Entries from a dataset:

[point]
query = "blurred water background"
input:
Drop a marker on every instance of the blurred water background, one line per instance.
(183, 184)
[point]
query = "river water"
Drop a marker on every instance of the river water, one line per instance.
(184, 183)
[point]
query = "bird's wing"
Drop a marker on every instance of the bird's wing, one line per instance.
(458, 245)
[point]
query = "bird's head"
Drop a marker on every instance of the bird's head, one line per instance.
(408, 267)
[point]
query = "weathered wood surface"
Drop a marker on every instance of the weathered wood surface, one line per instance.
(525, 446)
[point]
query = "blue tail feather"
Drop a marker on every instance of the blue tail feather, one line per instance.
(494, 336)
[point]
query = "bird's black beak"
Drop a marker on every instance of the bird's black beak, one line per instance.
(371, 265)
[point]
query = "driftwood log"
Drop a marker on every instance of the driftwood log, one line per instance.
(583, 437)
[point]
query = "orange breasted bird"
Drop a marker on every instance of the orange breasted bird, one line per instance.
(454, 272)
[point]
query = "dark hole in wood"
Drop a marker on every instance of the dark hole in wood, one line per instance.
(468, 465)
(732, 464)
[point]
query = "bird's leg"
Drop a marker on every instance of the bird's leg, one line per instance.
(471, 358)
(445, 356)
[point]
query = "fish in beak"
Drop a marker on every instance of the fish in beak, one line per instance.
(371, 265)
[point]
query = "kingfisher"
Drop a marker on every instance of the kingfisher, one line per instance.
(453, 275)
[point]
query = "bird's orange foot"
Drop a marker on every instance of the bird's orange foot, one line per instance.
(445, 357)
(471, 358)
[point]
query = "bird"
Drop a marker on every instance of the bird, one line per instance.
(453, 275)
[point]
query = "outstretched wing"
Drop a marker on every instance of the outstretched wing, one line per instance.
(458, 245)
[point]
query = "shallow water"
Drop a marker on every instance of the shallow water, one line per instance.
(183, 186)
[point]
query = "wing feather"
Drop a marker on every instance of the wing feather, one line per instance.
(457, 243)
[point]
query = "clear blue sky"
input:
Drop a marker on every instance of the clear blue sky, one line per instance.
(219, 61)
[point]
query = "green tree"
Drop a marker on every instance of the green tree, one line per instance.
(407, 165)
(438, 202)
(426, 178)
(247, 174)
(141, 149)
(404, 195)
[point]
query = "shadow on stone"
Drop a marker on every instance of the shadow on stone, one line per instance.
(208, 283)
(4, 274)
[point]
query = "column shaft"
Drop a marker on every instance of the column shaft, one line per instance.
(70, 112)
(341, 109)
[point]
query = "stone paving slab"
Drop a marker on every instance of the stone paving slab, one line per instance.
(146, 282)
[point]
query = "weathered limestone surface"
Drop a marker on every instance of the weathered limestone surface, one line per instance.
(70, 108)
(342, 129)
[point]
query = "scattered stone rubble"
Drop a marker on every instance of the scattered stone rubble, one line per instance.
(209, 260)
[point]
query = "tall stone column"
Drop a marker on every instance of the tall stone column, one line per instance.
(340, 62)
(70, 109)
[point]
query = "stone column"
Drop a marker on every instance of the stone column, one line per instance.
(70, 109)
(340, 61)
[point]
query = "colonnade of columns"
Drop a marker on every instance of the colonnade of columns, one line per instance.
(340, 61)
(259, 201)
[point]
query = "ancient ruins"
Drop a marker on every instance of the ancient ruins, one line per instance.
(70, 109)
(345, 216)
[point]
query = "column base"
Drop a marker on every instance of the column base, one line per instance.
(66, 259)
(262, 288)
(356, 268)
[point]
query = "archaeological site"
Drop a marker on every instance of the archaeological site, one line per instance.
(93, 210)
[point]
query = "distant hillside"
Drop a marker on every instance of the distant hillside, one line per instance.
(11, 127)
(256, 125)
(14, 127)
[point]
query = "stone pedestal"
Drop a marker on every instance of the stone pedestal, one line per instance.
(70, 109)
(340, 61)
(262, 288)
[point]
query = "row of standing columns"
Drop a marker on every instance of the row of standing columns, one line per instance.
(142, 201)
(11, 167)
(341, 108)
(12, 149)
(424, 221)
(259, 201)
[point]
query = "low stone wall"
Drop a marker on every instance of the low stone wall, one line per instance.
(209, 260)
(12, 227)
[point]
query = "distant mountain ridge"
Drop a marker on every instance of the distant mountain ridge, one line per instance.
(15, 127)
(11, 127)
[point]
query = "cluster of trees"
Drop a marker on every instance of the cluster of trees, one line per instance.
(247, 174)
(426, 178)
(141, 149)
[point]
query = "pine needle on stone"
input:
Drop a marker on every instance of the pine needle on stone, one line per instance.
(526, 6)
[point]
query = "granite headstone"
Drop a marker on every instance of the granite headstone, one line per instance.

→ Challenge
Reproduce all of the material above word for word.

→ Exercise solution
[point]
query = "blurred water background"
input:
Drop a marker on every instance of the blurred water background, one line per instance.
(183, 184)
[point]
query = "river water"
Drop a marker on every instance of the river water, one line per instance.
(184, 183)
[point]
query = "bird's wing"
Drop a marker on every instance of the bird's wing, one line per instance.
(458, 245)
[point]
query = "bird's head"
Drop a marker on every instance of the bird's head, one line per instance.
(408, 267)
[point]
query = "weathered wood surface"
Drop a marker on every instance of the weathered wood surface, one line per instance.
(525, 446)
[point]
query = "blue tail feather"
Drop a marker on every instance of the blue tail feather, one line per instance.
(494, 336)
[point]
query = "bird's black beak"
Drop a marker on every instance of the bird's black beak, one line per instance.
(371, 265)
[point]
query = "driftwood log"
Drop a marker on every instance of the driftwood log, one line per instance.
(583, 437)
[point]
query = "orange breasted bird"
Drop a marker on every instance of the orange breasted bird, one line per instance.
(454, 272)
[point]
query = "dark hole in wood"
Drop a marker on every instance of the dark hole in wood, one line per instance.
(468, 465)
(732, 464)
[point]
query = "bird's leg"
Drop a marker on every instance of the bird's leg, one line per instance.
(471, 358)
(445, 356)
[point]
query = "fish in beak"
Drop a marker on every instance of the fish in beak, one line per instance.
(371, 265)
[point]
query = "kingfisher"
Drop a marker on every instance of the kingfisher, one line per instance.
(453, 275)
[point]
query = "bird's orange foot"
Drop a marker on every instance of the bird's orange foot, one line per instance.
(445, 357)
(471, 358)
[point]
query = "bird"
Drop a marker on every instance of the bird, one line per instance.
(453, 275)
[point]
query = "outstretched wing"
Drop a marker on every instance of the outstretched wing, one line per instance.
(458, 245)
[point]
query = "shallow water"
Drop a marker on every instance of the shallow water, one line per instance.
(183, 186)
[point]
query = "wing feather"
Drop a marker on every instance of the wing feather, one line per instance.
(457, 243)
[point]
query = "clear blue sky"
input:
Drop a marker on every instance of the clear blue sky, one line per instance.
(219, 61)
[point]
query = "green tree"
Drop a marker on every instance of the green tree, one line per instance.
(407, 165)
(438, 202)
(426, 178)
(247, 174)
(141, 149)
(404, 195)
[point]
query = "shadow on stone"
Drop a marker on every instance of the shadow on stone, one line per instance.
(208, 283)
(4, 274)
[point]
query = "column shaft"
Drop a marker on every instance of the column shaft, one line per instance.
(70, 112)
(341, 109)
[point]
query = "stone paving slab"
Drop a marker on every instance of the stone paving slab, one line per instance.
(146, 282)
[point]
query = "weathered limestone surface"
Drop a marker on every instance of the weathered limestone surface, one line per instance.
(70, 108)
(342, 129)
[point]
query = "scattered stone rubble"
Drop a marker on every instance of the scattered stone rubble, one line per instance.
(209, 260)
[point]
query = "tall stone column"
Drop a marker on every instance of the tall stone column, one line per instance.
(340, 62)
(70, 109)
[point]
query = "stone column"
Drop a marker on every instance of the stone column, one line per instance.
(70, 109)
(340, 61)
[point]
query = "colonnade of columns"
Drop a marker on every instance of the colonnade of columns, one line per instance.
(340, 61)
(259, 201)
[point]
query = "ancient ruins"
Drop a marker on every instance of the ancient ruins, one line per instance.
(70, 109)
(345, 216)
[point]
query = "column base"
Drop a marker on every instance of the column base, one line per instance.
(66, 259)
(262, 288)
(356, 268)
[point]
query = "archaeological site"
Drop a marker on every instance of the archaeological site, one line per instance.
(93, 210)
[point]
query = "distant hillside"
Drop a marker on every instance of the distant hillside, one line per instance.
(11, 127)
(256, 125)
(14, 127)
[point]
query = "stone pedestal"
Drop a marker on every instance of the stone pedestal, one line per instance.
(70, 109)
(340, 61)
(262, 288)
[point]
query = "row of standing columns"
Drop a marker on every instance of the row of standing columns, one line per instance.
(142, 201)
(11, 167)
(341, 108)
(12, 149)
(424, 221)
(259, 201)
[point]
query = "low stone wall"
Drop a marker on every instance of the low stone wall, one line per instance.
(209, 260)
(12, 227)
[point]
query = "distant mountain ridge"
Drop a marker on every instance of the distant mountain ridge, one line per instance.
(15, 127)
(11, 127)
[point]
query = "cluster of trees"
Drop a marker on every instance of the cluster of trees, one line per instance.
(247, 174)
(426, 178)
(141, 149)
[point]
query = "pine needle on stone"
input:
Drop a marker on every instance of the pine needle on stone, one line per instance.
(526, 6)
[point]
query = "granite headstone"
Drop a marker on every instance of the granite headstone, one line per instance.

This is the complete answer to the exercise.